## Goal of the exercise
Copy the material below word for word, omitting the pictures.

## Dataset excerpts
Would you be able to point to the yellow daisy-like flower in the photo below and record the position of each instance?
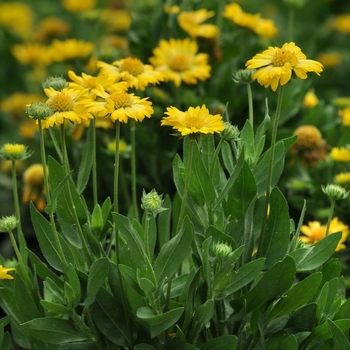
(179, 61)
(133, 71)
(191, 23)
(343, 178)
(78, 5)
(314, 232)
(278, 65)
(118, 105)
(63, 104)
(340, 154)
(4, 273)
(194, 120)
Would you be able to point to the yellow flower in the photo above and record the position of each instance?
(343, 178)
(279, 65)
(341, 154)
(133, 71)
(194, 120)
(4, 273)
(118, 105)
(345, 116)
(314, 232)
(17, 17)
(310, 99)
(329, 59)
(263, 27)
(179, 61)
(69, 49)
(63, 104)
(78, 5)
(51, 27)
(191, 23)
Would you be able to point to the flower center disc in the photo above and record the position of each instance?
(179, 63)
(284, 57)
(133, 66)
(121, 100)
(60, 103)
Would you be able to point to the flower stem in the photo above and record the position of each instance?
(133, 169)
(250, 104)
(186, 187)
(330, 215)
(270, 168)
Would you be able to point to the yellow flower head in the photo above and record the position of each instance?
(263, 27)
(314, 232)
(118, 105)
(191, 23)
(278, 65)
(340, 154)
(4, 273)
(63, 105)
(194, 120)
(133, 71)
(179, 61)
(78, 5)
(310, 99)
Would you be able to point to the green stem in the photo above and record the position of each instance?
(43, 161)
(250, 104)
(187, 182)
(21, 238)
(94, 164)
(330, 215)
(270, 168)
(133, 169)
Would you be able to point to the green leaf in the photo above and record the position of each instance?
(97, 276)
(159, 323)
(276, 281)
(173, 252)
(52, 330)
(225, 342)
(135, 244)
(277, 235)
(86, 160)
(300, 294)
(246, 274)
(241, 193)
(321, 252)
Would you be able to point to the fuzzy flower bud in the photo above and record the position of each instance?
(230, 133)
(39, 110)
(243, 76)
(152, 202)
(335, 192)
(14, 151)
(8, 223)
(57, 83)
(222, 250)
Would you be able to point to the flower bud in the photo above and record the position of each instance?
(152, 202)
(14, 151)
(39, 110)
(57, 83)
(8, 223)
(222, 250)
(335, 192)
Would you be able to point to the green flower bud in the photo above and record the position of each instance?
(152, 202)
(230, 133)
(335, 192)
(222, 250)
(243, 76)
(8, 223)
(39, 110)
(14, 151)
(57, 83)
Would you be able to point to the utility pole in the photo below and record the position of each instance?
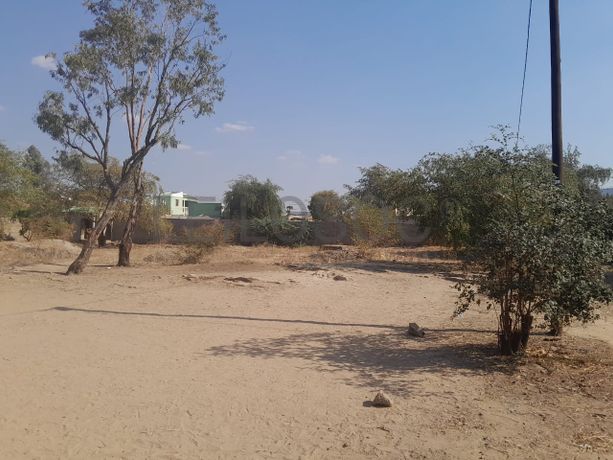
(556, 90)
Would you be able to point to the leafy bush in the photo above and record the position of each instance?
(372, 226)
(282, 231)
(249, 198)
(542, 251)
(326, 205)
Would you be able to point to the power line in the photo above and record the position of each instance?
(523, 82)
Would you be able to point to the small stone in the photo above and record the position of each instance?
(415, 331)
(381, 400)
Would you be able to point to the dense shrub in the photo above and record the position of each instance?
(373, 226)
(281, 231)
(250, 198)
(543, 250)
(326, 205)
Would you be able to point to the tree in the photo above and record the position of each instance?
(543, 251)
(249, 198)
(326, 205)
(383, 187)
(147, 61)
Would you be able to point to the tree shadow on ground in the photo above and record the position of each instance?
(450, 273)
(387, 360)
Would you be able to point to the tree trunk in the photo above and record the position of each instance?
(513, 337)
(137, 200)
(83, 258)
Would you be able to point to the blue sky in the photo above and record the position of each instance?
(317, 88)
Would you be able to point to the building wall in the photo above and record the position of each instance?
(196, 209)
(171, 207)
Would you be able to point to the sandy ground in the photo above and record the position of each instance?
(262, 353)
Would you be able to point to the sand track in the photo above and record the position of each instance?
(146, 363)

## Task output
Would you be able to point to the yellow daisy-like flower in the photo below and record the position of each instance?
(179, 61)
(133, 71)
(191, 23)
(343, 178)
(78, 5)
(314, 232)
(278, 65)
(118, 105)
(63, 104)
(340, 154)
(4, 273)
(194, 120)
Would you be able to point to the yellow flower in the photo above and record the position of each instance?
(343, 178)
(279, 65)
(341, 154)
(133, 71)
(194, 120)
(4, 273)
(118, 105)
(345, 116)
(314, 232)
(17, 17)
(310, 99)
(329, 59)
(263, 27)
(179, 61)
(69, 49)
(63, 104)
(78, 5)
(51, 27)
(191, 23)
Would you be able to point to the flower center disc in the photo above and record the position of each instance?
(179, 63)
(284, 57)
(133, 66)
(121, 100)
(60, 103)
Would you be able to point to the flower stem in the photo above and record the position of each instance?
(133, 169)
(250, 104)
(186, 187)
(330, 215)
(270, 168)
Would you be able to point to the yellow flower head in the photo above and record the position of each instance?
(263, 27)
(314, 232)
(118, 105)
(191, 23)
(278, 65)
(340, 154)
(4, 273)
(63, 105)
(194, 120)
(133, 71)
(179, 61)
(78, 5)
(310, 99)
Would you be able to point to the green stem in the photo above and record the position of each instance?
(43, 161)
(250, 104)
(187, 182)
(21, 238)
(94, 164)
(330, 215)
(270, 168)
(133, 169)
Would you be able to point to the green leaf in the photo above and record the position of each instance?
(97, 276)
(159, 323)
(276, 281)
(173, 252)
(52, 330)
(225, 342)
(135, 244)
(277, 235)
(86, 160)
(300, 294)
(246, 274)
(241, 193)
(321, 252)
Would you be able to point to the fuzzy flower bud in the photo above and record the position of each instance?
(230, 133)
(39, 110)
(243, 76)
(152, 202)
(335, 192)
(14, 151)
(8, 223)
(57, 83)
(222, 250)
Would you be able to point to the flower bud in the photo above and record the position of each instance?
(152, 202)
(14, 151)
(39, 110)
(57, 83)
(8, 223)
(222, 250)
(335, 192)
Would you be able to point to the green flower bud in the photo above and record the position of each instance?
(152, 202)
(230, 133)
(335, 192)
(222, 250)
(243, 76)
(8, 223)
(39, 110)
(14, 151)
(57, 83)
Would you be able to point to the utility pole in the photo below and record the position of each instance?
(556, 90)
Would you be able to point to the leafy bush in the photo above and record the position of each instance?
(372, 226)
(282, 231)
(249, 198)
(542, 251)
(326, 205)
Would you be able to point to the power line in the photo above and record the position of each instance?
(523, 82)
Would you be able to point to the small stone in the photo above and record the position of each instance?
(415, 331)
(381, 400)
Would you be able to point to the dense shrub in the photo above and record the position of each instance?
(373, 226)
(281, 231)
(250, 198)
(543, 250)
(326, 205)
Would you be able to point to the tree in the photo above and record the position of each instance?
(543, 251)
(249, 198)
(326, 205)
(383, 187)
(147, 61)
Would you be able to point to the tree shadow on ground in the photo above and record the position of each instance?
(450, 273)
(387, 360)
Would you be able to point to the tree trunk in the photo above and record the position of each instance?
(513, 337)
(137, 200)
(83, 258)
Would you be able to point to the blue sky in the photo above and record the position of each instance?
(317, 88)
Would you be able to point to the building wall in the photo above and record the position of each instance?
(196, 209)
(171, 207)
Would you be able to point to the sandy ground in the photo above and record the position of each instance?
(262, 353)
Would you be able to point to the sand track in the photo above and record the position of each instance?
(146, 363)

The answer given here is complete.